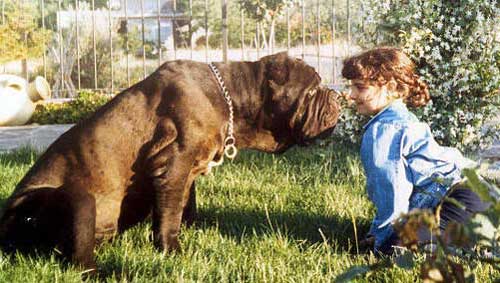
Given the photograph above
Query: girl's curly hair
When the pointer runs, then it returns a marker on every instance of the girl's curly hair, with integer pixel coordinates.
(381, 65)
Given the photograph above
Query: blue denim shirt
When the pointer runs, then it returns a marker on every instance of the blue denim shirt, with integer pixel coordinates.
(402, 160)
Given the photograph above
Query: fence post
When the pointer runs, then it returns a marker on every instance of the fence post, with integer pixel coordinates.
(224, 31)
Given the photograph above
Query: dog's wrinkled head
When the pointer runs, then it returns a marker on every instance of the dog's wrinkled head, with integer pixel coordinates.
(28, 220)
(298, 102)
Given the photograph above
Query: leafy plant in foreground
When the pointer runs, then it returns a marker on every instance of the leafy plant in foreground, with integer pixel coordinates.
(478, 239)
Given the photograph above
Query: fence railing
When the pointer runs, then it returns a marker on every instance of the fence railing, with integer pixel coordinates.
(109, 45)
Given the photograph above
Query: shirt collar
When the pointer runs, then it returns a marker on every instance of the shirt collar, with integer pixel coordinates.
(393, 105)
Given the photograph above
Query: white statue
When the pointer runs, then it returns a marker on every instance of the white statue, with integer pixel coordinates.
(18, 98)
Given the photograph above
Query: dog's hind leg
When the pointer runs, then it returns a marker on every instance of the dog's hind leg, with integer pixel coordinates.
(189, 214)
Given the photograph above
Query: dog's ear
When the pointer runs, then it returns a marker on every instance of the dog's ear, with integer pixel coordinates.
(278, 68)
(278, 90)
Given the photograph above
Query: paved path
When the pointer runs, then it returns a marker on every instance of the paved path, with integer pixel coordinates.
(35, 136)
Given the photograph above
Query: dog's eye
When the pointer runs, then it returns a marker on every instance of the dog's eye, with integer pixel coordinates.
(29, 220)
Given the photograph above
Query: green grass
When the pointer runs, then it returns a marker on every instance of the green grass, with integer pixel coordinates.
(262, 218)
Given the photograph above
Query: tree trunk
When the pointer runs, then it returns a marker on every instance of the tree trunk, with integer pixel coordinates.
(271, 35)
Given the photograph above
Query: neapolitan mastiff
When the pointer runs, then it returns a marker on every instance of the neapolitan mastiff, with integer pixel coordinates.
(141, 152)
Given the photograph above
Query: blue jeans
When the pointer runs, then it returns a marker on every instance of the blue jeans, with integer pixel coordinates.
(450, 212)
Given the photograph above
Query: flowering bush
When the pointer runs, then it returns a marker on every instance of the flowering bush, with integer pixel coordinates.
(456, 47)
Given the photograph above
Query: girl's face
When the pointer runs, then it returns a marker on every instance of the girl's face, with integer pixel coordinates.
(369, 98)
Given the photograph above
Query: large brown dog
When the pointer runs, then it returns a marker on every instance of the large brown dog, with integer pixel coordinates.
(141, 152)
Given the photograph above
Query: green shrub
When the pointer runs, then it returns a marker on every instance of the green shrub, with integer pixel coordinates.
(70, 112)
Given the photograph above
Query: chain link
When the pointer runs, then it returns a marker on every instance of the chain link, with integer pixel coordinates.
(229, 142)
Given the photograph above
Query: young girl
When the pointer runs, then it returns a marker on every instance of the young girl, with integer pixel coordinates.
(401, 159)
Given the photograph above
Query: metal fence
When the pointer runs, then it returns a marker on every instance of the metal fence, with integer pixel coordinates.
(109, 45)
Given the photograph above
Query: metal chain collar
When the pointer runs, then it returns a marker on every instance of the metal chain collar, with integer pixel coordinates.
(230, 149)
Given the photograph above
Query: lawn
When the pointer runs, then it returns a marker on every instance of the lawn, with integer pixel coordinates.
(262, 218)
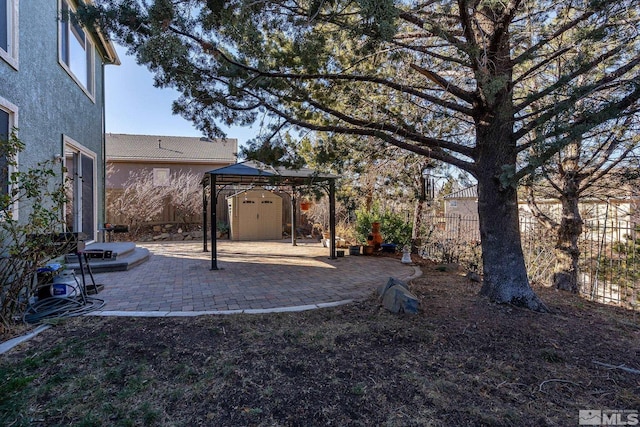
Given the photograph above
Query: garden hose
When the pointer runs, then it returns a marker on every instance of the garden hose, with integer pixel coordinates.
(61, 307)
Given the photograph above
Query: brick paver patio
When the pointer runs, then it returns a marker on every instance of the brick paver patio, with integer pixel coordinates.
(253, 276)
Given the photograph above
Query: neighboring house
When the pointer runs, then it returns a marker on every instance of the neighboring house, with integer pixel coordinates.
(52, 90)
(461, 214)
(164, 157)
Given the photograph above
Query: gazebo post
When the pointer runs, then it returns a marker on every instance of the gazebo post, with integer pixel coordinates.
(214, 225)
(332, 218)
(204, 214)
(294, 240)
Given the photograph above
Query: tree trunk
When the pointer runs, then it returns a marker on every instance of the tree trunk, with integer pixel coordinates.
(567, 251)
(505, 275)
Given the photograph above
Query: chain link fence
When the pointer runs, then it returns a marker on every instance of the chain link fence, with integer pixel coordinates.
(609, 268)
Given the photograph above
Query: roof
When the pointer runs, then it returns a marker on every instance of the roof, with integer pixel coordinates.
(252, 172)
(159, 148)
(465, 193)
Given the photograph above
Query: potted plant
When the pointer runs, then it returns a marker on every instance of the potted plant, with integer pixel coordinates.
(222, 229)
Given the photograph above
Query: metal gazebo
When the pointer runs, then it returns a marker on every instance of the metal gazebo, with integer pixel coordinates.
(256, 173)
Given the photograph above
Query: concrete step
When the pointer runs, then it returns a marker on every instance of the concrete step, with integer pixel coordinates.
(106, 257)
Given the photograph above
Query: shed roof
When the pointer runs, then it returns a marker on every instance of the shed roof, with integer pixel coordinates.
(153, 148)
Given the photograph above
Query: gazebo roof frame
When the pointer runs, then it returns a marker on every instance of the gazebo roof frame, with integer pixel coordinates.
(257, 173)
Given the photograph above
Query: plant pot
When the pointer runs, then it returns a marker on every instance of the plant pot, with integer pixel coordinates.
(367, 250)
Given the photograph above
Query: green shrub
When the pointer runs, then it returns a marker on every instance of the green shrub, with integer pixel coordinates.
(393, 226)
(33, 239)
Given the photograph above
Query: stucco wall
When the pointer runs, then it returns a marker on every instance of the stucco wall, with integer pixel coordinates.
(50, 103)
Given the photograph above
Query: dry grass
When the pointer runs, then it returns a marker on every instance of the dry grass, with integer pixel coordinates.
(461, 361)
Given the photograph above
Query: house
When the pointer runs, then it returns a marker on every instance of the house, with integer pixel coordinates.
(52, 91)
(164, 157)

(Written problem)
Reproduce the records verbatim, omitting all images they contain.

(Expected output)
Given the photograph above
Query: girl's curly hair
When the pointer runs, then it returns a marker on every instance of the girl's curly hair, with integer pixel coordinates.
(381, 65)
Given the photograph above
Query: blue denim shirt
When the pointer runs, then it returns a marker on every instance of the blue denim shirt, with integer pixel coordinates.
(402, 160)
Given the photograph above
Query: fence post
When the pointer runs, then it returns a marker on every instance of the fence post, with integer pixel coordinates.
(224, 31)
Given the photograph above
Query: dog's wrinkled head
When the pointer runs, then it returns a marker on every instance of the dog's wrinkled head, with integer pixel coordinates.
(28, 220)
(298, 102)
Given the photograph above
Query: leafy plant in foreground
When the pointer runs, then it returns a marker on every instance of the leafy plant in foreground, with integer pixel coordinates.
(478, 239)
Given the photograph above
Query: fence railing
When the pointer runs, then it returns a marker on every instance of the fence railing, with integer pixel coordinates.
(109, 45)
Given the photograph above
Query: shirt collar
When the pointer runs, then it returns a marker on every instance of the shirt collar, with integer pixel coordinates.
(393, 105)
Given the photograph above
Query: white statue
When the pointer runs, then it returns a marker on every instance of the white statue, with integer pixel coordinates.
(18, 98)
Given the photograph above
Query: dog's hind leg
When the pointer runs, then it returns a marker on every instance of the dog's hind leg, with integer pixel coordinates.
(189, 214)
Given the photograph above
Query: dog's ear
When the pointer runs, then it returns a marker on every instance of the dog's ear, with integer pixel coordinates.
(278, 68)
(278, 90)
Given the photograph above
Query: paved path
When the pointer runs, then it returns a marker on every instance of the paved path, with integer pixel coordinates.
(35, 136)
Given the photograph above
Query: dog's eye
When the pointer runs, then it returns a marker on every instance of the dog's eye, with integer pixel coordinates.
(29, 220)
Given the photograph above
Query: green grass
When the pointer runs, then it returns a marker on every instance of the green grass, with integer pixel coordinates.
(262, 218)
Given the photograph above
Query: tree trunk
When the pointer runs, then it returns a marker on every instance of the tree trunk, with integer pixel coordinates.
(271, 35)
Given the photograph above
Query: neapolitan mastiff
When the pointer runs, then it returns a marker on every instance of the neapolitan mastiff, with integer pixel coordinates.
(141, 152)
Given the photograph above
Query: blue jeans
When the pointer runs, then it returns a marker on every instance of the blue jeans, with integer pixel coordinates.
(450, 212)
Given the photograph above
Query: flowering bush
When the pointer runs, then it returns a marker on every instance of the flowering bush, with integer pixel coordinates.
(456, 47)
Given the photograph above
Query: girl's face
When the pointer runs, then it returns a marker on every instance of the girl's face, with integer pixel coordinates.
(369, 98)
Given the photograph above
Query: large brown dog
When the pointer runs, then it returns a marker on every instance of the large brown dog, with integer pixel coordinates.
(141, 152)
Given the photograph above
Query: green shrub
When the pointer runs, then it returns a marker on every instance of the green shrub, with integer pixel coordinates.
(70, 112)
Given the photograph above
Query: chain link
When the pointer runs, then it returns a marker on every instance of the chain link, with integer pixel coordinates.
(229, 142)
Given the photograph above
Query: young girl
When the pointer runs, then it returns a marker on every instance of the young girl, with integer pixel coordinates.
(401, 159)
Given the photograph above
Query: metal fence
When the pointer runs, then it returns a marker on every instance of the metal fence, with integer pixel coordinates.
(109, 45)
Given the photograph above
Query: metal chain collar
When the pointer runs, then it returns a marker on every instance of the metal chain collar, with integer pixel coordinates.
(230, 149)
Given the photograph above
Query: lawn
When the pointer runs, then it returns a marker on every instance of the lawn, with integer pixel coordinates.
(262, 218)
Given the photograph above
Query: garden hose
When the pointer runs, then it returns a marker on every instance of the garden hose, with integer pixel coordinates.
(61, 307)
Given the photograph above
Query: brick paver patio
When the pointer runs, then it returns a marker on every instance of the brick paver patio, with integer pixel coordinates.
(253, 276)
Given the photograph above
Query: neighboring house
When the pointer runs, then it returns a marker on every instance of the neighboring house, with integer pixel coordinates.
(52, 90)
(461, 214)
(164, 157)
Given the photograph above
Query: gazebo post
When the pointer runs, then it returns a marker on every instance of the gazebo post, with integer pixel coordinates.
(214, 225)
(332, 218)
(204, 214)
(294, 240)
Given the photograph above
Query: tree trunk
When the pointer runs, then it returns a marker on every instance of the tree trunk, with integer pixel coordinates.
(567, 251)
(505, 275)
Given the photograph above
Query: chain link fence
When the pointer runs, then it returns a marker on every instance of the chain link fence, with integer pixel coordinates.
(609, 268)
Given the photograph above
Query: roof
When the pointer runs, then it returns a marker on every instance of the roof, with integer pixel coordinates.
(252, 172)
(159, 148)
(465, 193)
Given the photograph above
Query: potted plant
When the pointer runs, then it returns a marker on every instance of the potted plant, with integer pixel coordinates.
(222, 229)
Given the photograph above
Query: metal gazebo
When the pointer runs, then it returns a marker on every instance of the metal gazebo, with integer pixel coordinates.
(256, 173)
Given the photograph above
Query: concrete step
When the pointer runs, then it returns a marker on every instance of the concrete step, with integer pixel coordinates.
(106, 257)
Given the photograph above
Query: shed roof
When the pointer runs, then it returns a marker on every instance of the shed roof, with integer pixel coordinates.
(153, 148)
Given the photograph above
Query: gazebo roof frame
When the pointer runs, then it returns a marker on every instance of the gazebo roof frame, with integer pixel coordinates.
(257, 173)
Given the photograph above
Query: plant pot
When the pointer runs, then it returns a marker on every instance of the plant pot, with integer pixel coordinates.
(367, 250)
Given the photograph above
Query: green shrub
When the pointer runs, then it returns a marker on every instance of the green shrub, with integer pixel coordinates.
(393, 226)
(33, 239)
Given the photograph above
Query: stucco wall
When the pointer runs, then it returns a marker on every instance of the stucco wall, with integer pixel coordinates.
(50, 103)
Given the photograph above
Query: dry grass
When the pointer runs, then it returns a marker on every instance of the dry grass, with integer pixel coordinates.
(461, 361)
Given the photograph above
Query: house
When the pointer runs, then it returns a marker on every instance of the house, with integer pixel coordinates.
(52, 91)
(164, 157)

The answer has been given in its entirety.